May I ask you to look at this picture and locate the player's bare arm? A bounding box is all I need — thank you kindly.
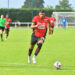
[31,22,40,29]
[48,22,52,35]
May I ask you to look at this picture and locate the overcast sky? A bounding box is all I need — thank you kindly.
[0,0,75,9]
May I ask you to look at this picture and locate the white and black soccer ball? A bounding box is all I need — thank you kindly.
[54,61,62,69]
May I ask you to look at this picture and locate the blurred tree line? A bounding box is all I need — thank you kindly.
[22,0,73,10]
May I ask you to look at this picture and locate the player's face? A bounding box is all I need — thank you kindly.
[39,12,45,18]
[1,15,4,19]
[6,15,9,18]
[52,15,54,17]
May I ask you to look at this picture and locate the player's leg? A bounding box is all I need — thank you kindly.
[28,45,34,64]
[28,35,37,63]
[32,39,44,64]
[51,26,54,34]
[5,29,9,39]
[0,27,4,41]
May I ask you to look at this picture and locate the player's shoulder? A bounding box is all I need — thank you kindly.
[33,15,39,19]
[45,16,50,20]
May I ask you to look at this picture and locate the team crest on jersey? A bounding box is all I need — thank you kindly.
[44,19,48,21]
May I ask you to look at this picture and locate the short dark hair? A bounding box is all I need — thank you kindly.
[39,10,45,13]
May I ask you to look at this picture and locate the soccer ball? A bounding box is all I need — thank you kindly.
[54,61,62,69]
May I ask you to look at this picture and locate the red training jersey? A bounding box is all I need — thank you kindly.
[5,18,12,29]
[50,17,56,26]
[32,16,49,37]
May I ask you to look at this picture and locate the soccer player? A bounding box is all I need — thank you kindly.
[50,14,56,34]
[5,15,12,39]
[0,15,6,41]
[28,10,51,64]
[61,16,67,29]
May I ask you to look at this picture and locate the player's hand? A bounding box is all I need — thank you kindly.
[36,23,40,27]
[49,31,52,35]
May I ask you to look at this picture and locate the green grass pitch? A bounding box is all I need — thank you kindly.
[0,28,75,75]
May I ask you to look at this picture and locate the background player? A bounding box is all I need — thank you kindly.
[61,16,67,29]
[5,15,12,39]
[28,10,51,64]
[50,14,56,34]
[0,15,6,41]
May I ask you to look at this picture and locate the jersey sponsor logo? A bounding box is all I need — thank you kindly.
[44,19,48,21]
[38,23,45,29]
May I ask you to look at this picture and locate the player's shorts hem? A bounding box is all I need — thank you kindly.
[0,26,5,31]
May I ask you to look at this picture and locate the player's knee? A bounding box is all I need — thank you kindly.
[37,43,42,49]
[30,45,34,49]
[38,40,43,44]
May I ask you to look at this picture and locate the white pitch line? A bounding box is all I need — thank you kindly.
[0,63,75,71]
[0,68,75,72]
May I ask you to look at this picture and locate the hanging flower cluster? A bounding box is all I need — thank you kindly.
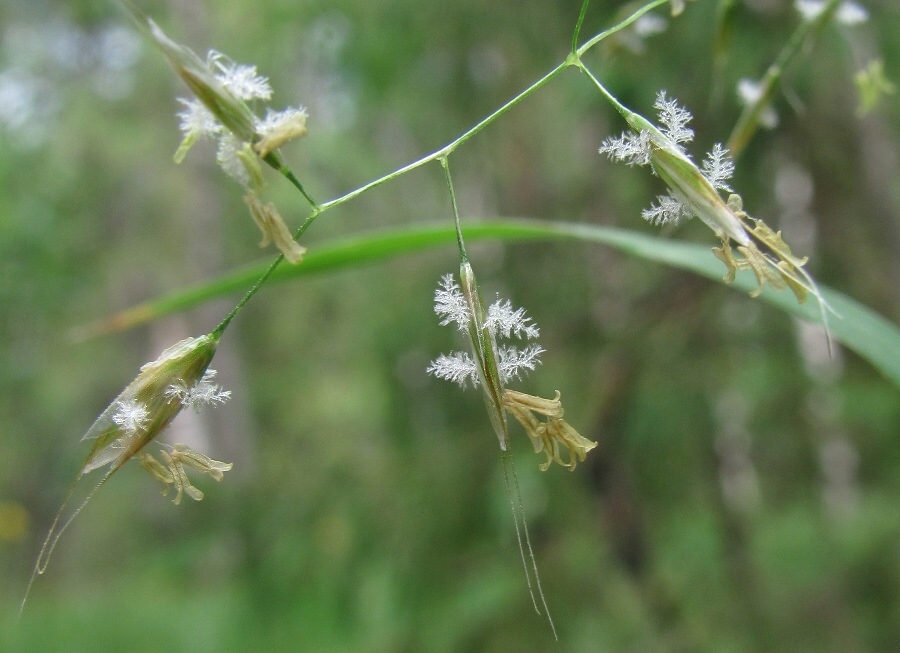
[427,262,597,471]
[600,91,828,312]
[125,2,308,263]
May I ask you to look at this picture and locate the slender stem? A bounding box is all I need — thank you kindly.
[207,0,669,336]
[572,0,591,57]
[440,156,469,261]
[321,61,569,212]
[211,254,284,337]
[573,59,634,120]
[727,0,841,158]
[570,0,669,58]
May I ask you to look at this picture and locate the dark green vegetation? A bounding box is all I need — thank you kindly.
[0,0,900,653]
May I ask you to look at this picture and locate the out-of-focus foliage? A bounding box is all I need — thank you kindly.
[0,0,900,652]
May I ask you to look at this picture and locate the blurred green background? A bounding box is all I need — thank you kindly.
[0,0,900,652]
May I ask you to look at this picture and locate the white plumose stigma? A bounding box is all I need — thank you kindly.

--------------------------------

> Work to do: Copy these lines word for word, starting at the line that contains "locate the red" and ending after the line that contains "[32,16,49,37]".

> Answer to this task:
May I ask you to look at this picture and locate the red training jersey? A bounding box is all I need — thank you kindly.
[5,18,12,29]
[50,17,56,26]
[32,16,49,37]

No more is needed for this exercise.